* _ENTRIES SUPPLIED_:
══════
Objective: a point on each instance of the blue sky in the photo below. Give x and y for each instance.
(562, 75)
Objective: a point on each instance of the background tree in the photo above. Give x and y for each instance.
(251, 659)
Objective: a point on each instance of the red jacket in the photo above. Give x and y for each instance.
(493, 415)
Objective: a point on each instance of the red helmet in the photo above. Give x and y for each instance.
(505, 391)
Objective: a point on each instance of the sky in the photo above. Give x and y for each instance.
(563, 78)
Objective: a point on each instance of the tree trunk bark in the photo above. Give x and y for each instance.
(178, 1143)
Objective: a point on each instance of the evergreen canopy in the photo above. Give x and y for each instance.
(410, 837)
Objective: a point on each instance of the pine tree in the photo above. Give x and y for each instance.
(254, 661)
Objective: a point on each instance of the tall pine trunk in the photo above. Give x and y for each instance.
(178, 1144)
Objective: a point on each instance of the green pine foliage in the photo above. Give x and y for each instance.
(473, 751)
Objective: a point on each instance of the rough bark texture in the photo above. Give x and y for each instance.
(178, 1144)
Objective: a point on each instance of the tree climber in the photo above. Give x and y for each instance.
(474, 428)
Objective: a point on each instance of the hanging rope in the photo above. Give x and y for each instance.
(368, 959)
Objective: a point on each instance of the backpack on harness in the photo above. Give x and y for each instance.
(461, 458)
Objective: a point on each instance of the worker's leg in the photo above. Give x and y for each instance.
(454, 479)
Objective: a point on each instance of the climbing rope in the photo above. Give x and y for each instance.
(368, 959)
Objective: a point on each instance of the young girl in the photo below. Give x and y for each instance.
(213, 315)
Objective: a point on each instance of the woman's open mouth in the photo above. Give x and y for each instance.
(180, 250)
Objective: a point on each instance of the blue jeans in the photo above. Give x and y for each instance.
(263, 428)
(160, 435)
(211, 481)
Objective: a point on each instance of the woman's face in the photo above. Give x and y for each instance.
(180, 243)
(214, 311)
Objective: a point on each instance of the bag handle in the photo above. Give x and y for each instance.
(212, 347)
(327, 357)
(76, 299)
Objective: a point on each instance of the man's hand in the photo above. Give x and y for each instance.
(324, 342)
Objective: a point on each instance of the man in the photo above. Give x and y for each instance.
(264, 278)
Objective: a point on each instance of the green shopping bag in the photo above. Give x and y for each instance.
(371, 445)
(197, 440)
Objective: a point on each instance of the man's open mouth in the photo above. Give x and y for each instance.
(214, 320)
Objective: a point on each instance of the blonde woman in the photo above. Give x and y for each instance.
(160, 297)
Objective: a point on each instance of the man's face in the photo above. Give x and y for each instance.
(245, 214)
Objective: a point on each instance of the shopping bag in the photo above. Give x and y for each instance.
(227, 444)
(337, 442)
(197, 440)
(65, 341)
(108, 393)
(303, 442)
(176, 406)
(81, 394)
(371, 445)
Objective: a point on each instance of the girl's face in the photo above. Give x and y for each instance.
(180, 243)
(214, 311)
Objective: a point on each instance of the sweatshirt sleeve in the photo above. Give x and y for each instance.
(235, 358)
══════
* _ABOUT THIS TASK_: Exactly reproduce the line containing "Objective: a point on each instance of the man in" and all lines after it in the material, stopping only at the end.

* _SOLVED EXERCISE_:
Objective: a point on each instance of the man in the photo above. Give x and y for each instance.
(264, 278)
Objective: a point on each instance of the green shopping bag in the photo above. Give x and y for each instance.
(371, 445)
(197, 440)
Objective: a point on each instance of the man's open mouth in the photo above. Give x and y for each instance.
(214, 320)
Objective: a point on each instance of the blonde woman in the photo above. Give x and y for each instance.
(160, 297)
Objective: a point on each instance of the man's face in the photo above. Give x and y for each instance.
(245, 214)
Objective: a point on each instance of the shopping bag in the photo above. Give x and y for each instance.
(227, 444)
(337, 442)
(197, 440)
(65, 341)
(108, 393)
(303, 442)
(176, 406)
(81, 394)
(371, 445)
Objective: a point on each instance of the girl's face in the photo above. Give x and y for each instance.
(180, 243)
(214, 311)
Objective: a point on each instance of the sweatshirt sleeve in the photo above. Give x and y for each instance.
(235, 358)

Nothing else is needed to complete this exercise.